MATERIAL TO PROCESS:
※ ※ ※
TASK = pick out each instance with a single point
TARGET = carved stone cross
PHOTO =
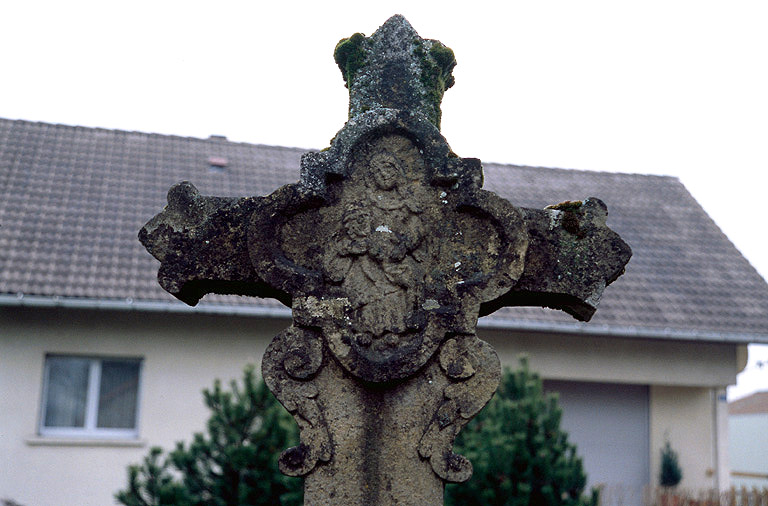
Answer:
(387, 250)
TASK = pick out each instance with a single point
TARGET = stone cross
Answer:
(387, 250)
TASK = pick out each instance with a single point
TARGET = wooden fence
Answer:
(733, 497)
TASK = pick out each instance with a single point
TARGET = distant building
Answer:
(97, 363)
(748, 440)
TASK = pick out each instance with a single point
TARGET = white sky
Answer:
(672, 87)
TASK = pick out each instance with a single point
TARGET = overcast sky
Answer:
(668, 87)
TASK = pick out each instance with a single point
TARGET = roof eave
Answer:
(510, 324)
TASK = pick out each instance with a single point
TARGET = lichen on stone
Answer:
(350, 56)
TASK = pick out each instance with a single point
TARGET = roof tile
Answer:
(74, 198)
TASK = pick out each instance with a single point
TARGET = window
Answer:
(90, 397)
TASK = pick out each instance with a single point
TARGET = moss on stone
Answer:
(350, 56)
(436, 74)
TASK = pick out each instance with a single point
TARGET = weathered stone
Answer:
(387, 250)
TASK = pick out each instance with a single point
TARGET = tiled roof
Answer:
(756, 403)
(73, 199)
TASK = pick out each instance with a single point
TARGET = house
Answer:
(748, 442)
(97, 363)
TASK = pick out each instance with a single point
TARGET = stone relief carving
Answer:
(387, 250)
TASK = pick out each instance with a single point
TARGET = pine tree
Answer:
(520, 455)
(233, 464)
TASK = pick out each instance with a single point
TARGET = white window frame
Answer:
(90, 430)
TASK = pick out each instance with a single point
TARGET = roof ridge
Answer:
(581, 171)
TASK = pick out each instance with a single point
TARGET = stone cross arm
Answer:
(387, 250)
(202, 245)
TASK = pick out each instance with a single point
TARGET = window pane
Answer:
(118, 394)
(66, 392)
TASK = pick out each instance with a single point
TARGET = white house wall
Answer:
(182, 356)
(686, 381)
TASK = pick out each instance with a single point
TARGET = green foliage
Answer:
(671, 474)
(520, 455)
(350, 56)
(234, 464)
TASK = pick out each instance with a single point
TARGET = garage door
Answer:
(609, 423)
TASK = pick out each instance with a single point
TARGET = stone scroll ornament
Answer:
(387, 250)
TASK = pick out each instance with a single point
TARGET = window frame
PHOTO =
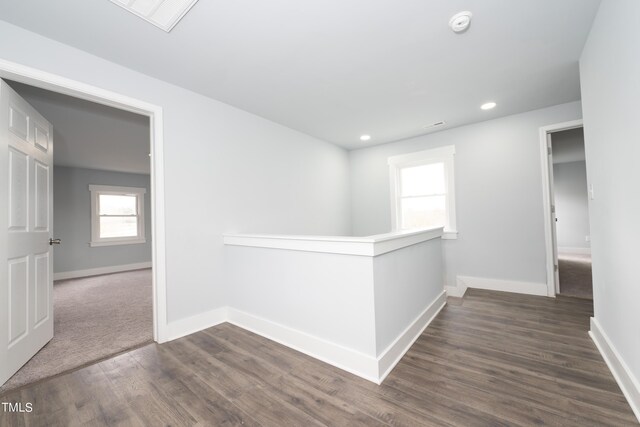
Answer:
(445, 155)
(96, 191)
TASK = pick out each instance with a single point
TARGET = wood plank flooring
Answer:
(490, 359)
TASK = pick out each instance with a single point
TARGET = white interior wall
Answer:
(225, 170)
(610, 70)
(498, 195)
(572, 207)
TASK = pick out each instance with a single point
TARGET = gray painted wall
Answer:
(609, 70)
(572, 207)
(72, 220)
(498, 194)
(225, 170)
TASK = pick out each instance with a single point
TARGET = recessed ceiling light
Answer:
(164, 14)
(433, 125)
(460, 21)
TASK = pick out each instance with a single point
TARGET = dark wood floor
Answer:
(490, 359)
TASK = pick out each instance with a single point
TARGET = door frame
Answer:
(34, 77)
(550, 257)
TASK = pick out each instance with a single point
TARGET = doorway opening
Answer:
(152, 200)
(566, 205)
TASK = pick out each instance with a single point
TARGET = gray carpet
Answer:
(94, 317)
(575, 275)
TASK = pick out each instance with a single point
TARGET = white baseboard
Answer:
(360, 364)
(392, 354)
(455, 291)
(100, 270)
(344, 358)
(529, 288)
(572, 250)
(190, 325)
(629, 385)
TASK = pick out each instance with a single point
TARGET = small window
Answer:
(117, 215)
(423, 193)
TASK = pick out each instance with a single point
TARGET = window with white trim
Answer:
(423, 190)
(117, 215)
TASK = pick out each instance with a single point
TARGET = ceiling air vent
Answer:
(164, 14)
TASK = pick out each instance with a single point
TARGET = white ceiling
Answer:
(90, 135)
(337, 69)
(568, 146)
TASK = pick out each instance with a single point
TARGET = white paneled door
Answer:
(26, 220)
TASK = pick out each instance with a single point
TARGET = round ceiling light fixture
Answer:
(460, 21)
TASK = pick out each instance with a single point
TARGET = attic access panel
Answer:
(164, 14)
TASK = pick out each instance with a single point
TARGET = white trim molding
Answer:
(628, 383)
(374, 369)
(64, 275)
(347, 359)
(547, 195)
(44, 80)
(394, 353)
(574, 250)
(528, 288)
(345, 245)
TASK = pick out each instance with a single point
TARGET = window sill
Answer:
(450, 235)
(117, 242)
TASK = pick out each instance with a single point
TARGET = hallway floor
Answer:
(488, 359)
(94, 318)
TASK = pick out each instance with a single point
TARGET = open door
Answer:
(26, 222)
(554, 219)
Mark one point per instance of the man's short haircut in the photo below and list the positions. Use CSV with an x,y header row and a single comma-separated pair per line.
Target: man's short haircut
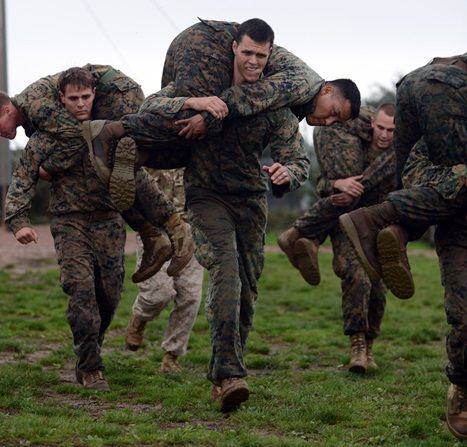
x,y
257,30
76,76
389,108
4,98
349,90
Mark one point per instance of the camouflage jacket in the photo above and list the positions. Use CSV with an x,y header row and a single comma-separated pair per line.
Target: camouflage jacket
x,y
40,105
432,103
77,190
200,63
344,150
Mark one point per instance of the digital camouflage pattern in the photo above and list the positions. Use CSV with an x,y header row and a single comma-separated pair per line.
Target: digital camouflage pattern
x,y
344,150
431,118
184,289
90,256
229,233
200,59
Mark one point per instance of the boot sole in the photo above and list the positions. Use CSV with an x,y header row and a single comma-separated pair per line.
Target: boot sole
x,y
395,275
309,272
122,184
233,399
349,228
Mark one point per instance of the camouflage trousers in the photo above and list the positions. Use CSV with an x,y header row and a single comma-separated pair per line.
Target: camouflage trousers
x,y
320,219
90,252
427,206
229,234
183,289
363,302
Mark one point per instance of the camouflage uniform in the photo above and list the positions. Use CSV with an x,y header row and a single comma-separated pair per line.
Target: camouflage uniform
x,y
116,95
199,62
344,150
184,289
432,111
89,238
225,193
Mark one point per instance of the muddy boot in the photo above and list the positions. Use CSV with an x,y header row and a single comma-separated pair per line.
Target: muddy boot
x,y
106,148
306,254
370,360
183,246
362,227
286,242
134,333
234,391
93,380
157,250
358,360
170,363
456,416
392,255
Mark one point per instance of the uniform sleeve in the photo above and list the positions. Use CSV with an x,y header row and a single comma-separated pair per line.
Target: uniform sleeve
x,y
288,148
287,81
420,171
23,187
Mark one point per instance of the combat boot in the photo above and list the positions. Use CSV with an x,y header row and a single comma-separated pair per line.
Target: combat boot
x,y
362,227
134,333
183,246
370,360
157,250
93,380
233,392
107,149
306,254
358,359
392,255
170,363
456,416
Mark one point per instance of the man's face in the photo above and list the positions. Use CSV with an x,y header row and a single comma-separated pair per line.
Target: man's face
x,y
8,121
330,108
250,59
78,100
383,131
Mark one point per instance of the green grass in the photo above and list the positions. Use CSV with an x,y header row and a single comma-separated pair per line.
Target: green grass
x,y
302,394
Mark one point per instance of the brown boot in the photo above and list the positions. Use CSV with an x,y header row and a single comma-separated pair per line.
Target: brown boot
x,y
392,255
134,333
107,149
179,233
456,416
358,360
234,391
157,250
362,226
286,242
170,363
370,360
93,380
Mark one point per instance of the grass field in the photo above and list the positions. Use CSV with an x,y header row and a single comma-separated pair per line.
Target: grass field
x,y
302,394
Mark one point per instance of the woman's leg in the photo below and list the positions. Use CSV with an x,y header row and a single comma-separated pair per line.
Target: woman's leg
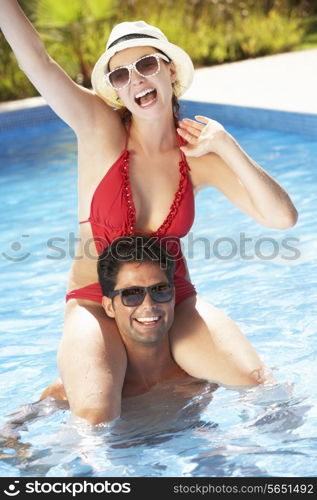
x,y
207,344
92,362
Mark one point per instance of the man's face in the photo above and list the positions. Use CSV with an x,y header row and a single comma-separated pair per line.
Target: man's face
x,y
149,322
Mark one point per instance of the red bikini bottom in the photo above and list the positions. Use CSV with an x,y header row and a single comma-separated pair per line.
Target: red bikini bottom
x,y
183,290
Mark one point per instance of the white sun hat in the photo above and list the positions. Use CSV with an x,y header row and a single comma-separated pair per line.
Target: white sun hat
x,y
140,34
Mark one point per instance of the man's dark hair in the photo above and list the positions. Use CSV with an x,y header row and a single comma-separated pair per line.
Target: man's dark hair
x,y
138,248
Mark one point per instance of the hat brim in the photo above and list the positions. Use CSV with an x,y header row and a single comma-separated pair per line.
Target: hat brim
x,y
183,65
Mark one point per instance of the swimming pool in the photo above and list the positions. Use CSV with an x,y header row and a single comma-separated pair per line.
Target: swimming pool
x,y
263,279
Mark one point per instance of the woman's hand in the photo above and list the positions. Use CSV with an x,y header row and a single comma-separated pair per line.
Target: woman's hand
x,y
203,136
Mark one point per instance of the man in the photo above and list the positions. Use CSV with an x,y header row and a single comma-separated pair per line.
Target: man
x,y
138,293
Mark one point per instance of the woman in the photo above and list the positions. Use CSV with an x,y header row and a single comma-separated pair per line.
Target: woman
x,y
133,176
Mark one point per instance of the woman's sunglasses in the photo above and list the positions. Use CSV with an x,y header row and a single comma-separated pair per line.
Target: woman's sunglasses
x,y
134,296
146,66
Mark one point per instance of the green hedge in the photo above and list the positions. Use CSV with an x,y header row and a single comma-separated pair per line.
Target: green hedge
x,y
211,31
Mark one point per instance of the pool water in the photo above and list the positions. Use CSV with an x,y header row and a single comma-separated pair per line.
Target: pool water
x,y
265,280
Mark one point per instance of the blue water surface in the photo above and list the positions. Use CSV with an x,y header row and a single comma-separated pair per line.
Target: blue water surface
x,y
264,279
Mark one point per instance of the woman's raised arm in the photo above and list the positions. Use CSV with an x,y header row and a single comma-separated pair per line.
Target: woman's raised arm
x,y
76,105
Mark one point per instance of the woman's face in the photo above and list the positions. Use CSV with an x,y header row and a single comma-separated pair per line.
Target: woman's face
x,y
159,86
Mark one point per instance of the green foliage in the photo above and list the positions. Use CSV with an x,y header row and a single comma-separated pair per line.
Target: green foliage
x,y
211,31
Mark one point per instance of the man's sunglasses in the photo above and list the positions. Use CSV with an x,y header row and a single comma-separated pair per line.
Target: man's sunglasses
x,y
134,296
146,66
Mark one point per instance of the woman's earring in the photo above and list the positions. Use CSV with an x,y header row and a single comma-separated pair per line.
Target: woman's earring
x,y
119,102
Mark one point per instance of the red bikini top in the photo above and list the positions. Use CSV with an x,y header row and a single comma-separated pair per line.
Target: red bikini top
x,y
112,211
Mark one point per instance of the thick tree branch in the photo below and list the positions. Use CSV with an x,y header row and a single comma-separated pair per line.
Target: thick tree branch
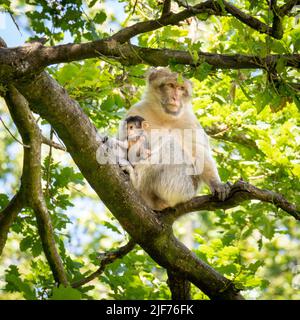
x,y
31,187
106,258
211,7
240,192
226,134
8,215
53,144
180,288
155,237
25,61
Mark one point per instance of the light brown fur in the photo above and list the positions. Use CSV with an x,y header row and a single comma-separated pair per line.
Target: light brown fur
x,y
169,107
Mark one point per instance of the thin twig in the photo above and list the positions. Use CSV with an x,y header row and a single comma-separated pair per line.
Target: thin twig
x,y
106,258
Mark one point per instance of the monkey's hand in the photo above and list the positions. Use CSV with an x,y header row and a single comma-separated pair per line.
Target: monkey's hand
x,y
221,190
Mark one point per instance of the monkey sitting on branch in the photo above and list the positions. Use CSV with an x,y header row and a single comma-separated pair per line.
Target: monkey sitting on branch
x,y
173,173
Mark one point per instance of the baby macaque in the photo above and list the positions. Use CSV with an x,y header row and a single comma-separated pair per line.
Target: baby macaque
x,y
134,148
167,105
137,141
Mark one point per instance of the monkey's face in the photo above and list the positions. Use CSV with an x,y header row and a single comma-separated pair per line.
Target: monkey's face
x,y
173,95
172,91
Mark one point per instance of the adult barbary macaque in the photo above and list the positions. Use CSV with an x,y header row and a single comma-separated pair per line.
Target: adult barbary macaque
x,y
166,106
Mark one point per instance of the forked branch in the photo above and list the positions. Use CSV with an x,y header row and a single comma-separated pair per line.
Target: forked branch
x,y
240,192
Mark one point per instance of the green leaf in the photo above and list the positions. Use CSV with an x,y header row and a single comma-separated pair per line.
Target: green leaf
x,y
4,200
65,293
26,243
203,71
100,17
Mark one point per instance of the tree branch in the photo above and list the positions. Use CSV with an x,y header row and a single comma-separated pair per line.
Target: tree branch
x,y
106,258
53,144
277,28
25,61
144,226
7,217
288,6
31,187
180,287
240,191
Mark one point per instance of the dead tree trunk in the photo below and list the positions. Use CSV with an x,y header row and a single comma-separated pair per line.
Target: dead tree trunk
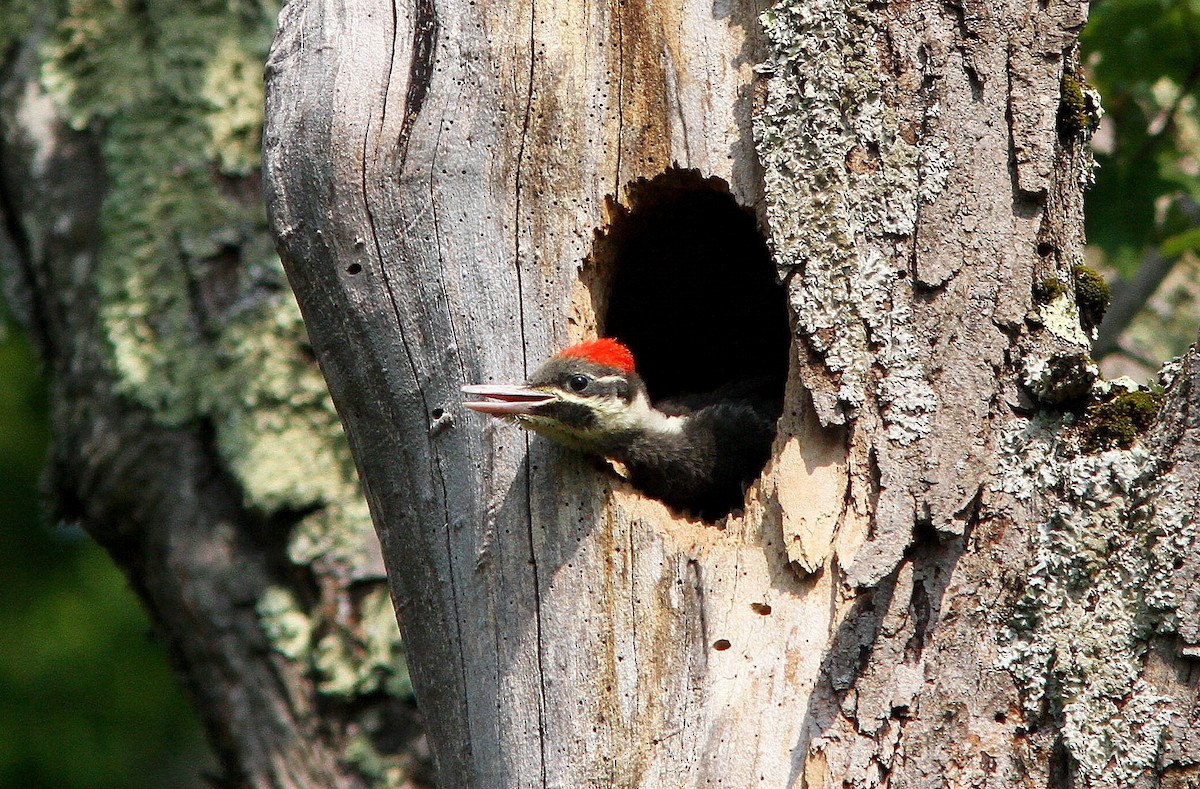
※ ※ ※
PROBLEM STATEMENT: The required result is an exact copy of the lines from the line containing "Target: tree branch" through the end of the entries, with every picture left out.

TASK ANSWER:
Target: tree branch
x,y
106,258
53,144
277,28
25,61
144,226
7,217
288,6
31,187
180,287
240,191
Mark one point per instance of the dead tree trunk in the photo below and list the positions. Use CSV with an x,y header row and a single comma-separated pair per line.
Target: dead tree trunk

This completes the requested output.